Task goal :: In your answer, copy every entry that follows exactly.

Dataset records ::
* * *

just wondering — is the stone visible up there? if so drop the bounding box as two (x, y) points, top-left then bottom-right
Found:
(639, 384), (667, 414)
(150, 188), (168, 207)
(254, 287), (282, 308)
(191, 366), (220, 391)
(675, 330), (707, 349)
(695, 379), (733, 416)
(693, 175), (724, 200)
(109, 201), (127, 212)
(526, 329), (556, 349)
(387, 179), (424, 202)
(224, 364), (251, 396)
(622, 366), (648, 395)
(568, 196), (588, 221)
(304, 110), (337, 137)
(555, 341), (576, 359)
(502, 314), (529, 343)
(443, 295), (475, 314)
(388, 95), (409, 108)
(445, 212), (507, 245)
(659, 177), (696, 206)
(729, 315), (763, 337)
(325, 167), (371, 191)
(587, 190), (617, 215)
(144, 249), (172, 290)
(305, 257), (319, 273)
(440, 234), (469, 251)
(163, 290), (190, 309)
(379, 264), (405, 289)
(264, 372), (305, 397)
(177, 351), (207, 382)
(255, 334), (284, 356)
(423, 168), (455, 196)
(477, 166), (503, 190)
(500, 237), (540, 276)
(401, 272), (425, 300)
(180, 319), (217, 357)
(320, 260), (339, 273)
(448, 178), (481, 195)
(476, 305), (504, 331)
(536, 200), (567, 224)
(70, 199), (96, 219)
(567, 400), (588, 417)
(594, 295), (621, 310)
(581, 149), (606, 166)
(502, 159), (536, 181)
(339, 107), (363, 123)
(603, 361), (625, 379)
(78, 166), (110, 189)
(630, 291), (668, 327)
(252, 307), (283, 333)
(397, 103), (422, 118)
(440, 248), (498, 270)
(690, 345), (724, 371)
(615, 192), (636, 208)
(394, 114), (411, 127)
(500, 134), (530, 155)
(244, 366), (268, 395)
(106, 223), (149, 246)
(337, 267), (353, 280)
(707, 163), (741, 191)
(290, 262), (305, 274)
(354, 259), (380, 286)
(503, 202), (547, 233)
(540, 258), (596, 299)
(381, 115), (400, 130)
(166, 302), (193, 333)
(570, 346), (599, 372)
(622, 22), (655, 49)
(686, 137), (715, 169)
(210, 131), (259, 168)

* * *

Answer space ::
just wondering — is the stone visible up there? if so drop the bounding box as two (x, y) points, top-left then bottom-right
Found:
(639, 384), (667, 414)
(150, 188), (168, 207)
(254, 287), (282, 308)
(191, 366), (220, 391)
(675, 330), (707, 349)
(695, 379), (733, 416)
(693, 175), (724, 200)
(109, 201), (127, 212)
(526, 329), (556, 349)
(387, 179), (424, 202)
(224, 364), (251, 396)
(622, 366), (648, 395)
(568, 196), (588, 221)
(304, 110), (337, 137)
(555, 341), (576, 359)
(502, 314), (529, 343)
(443, 295), (475, 314)
(388, 95), (409, 108)
(445, 212), (507, 245)
(659, 177), (696, 206)
(729, 315), (763, 337)
(325, 167), (371, 191)
(587, 190), (617, 215)
(144, 249), (172, 290)
(305, 257), (319, 273)
(440, 234), (469, 251)
(163, 290), (190, 309)
(379, 264), (405, 289)
(264, 372), (305, 397)
(177, 351), (207, 382)
(255, 334), (284, 356)
(423, 168), (455, 196)
(477, 166), (503, 190)
(500, 237), (540, 276)
(401, 272), (425, 300)
(180, 319), (217, 357)
(320, 260), (339, 273)
(448, 178), (481, 195)
(476, 305), (504, 331)
(536, 200), (567, 224)
(70, 199), (96, 219)
(567, 400), (588, 417)
(594, 295), (621, 310)
(581, 149), (606, 166)
(502, 159), (536, 181)
(339, 107), (363, 123)
(603, 361), (625, 379)
(78, 166), (110, 189)
(630, 291), (668, 327)
(252, 307), (283, 333)
(397, 103), (422, 118)
(440, 248), (498, 270)
(690, 345), (724, 371)
(615, 192), (636, 208)
(394, 114), (411, 127)
(500, 134), (530, 155)
(244, 366), (268, 395)
(106, 223), (149, 246)
(337, 267), (353, 280)
(707, 163), (741, 191)
(290, 262), (305, 274)
(354, 259), (380, 286)
(503, 202), (547, 233)
(540, 258), (596, 299)
(381, 115), (400, 130)
(166, 302), (193, 333)
(570, 346), (599, 372)
(622, 22), (655, 49)
(686, 137), (715, 169)
(210, 131), (259, 168)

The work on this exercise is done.